GIVEN DATA.
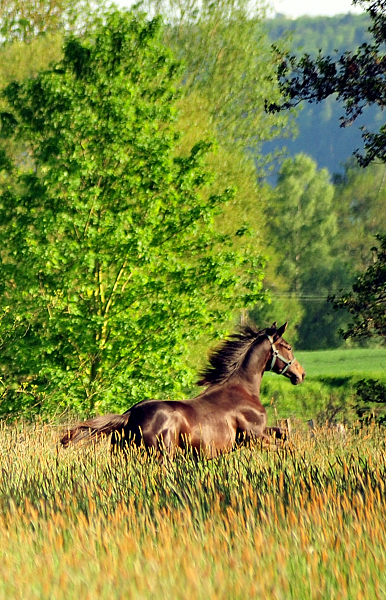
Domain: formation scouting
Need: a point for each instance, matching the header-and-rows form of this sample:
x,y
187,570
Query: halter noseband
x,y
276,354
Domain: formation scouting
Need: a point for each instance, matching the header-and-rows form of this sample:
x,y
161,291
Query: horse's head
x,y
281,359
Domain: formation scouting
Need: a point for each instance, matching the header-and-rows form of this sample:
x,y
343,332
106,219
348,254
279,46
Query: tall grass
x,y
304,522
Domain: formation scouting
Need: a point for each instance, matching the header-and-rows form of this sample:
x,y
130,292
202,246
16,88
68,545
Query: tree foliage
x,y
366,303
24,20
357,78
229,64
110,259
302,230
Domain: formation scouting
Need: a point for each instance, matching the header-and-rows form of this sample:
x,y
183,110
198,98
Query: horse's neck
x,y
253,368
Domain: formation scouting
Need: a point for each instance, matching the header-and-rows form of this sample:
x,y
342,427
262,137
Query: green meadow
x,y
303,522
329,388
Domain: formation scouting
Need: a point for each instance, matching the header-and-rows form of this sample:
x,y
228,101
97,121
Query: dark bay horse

WRITTEN EXERCISE. Convert every line of the listing above into a numbered list, leaving out blank lines and the pictures.

SOLUTION.
1. Domain: formation scouting
2. Need: a point for each instance, matching the header-and-rows form of this sample:
3. x,y
4. 187,570
5. Query: halter noseband
6. x,y
7. 276,354
8. Domain: formation scouting
9. Need: a point for each instance, matching the header-and-rows form of this sample:
10. x,y
11. 161,291
12. Query: horse's head
13. x,y
14. 281,359
15. Domain: formation scouting
16. Need: a point for each instance, matching the header-and-rows form of this sample:
17. x,y
18. 343,332
19. 106,219
20. 348,254
21. 279,46
22. Query: tall grass
23. x,y
24. 304,522
25. Domain: formation scouting
26. Need: a point for each instance, matching the header-and-rows form of this sample:
27. x,y
28. 130,292
29. 202,246
30. 16,88
31. 68,545
32. Query: tree foliage
33. x,y
34. 366,303
35. 24,20
36. 357,78
37. 229,64
38. 110,259
39. 302,230
40. Domain: formation scouting
41. Need: a point for each instance, matching the header-and-rows form of this sample:
42. x,y
43. 183,110
44. 198,98
45. Query: horse's neck
46. x,y
47. 253,368
48. Domain: formation scouting
49. Need: a point for each instance, matching the header-and-rows form of this sample:
50. x,y
51. 342,427
52. 262,137
53. Query: green meadow
54. x,y
55. 303,522
56. 329,388
57. Domain: formation scouting
58. Need: a point for each instance, matching the header-and-rows form of this sample:
59. x,y
60. 228,101
61. 97,121
62. Query: dark bay horse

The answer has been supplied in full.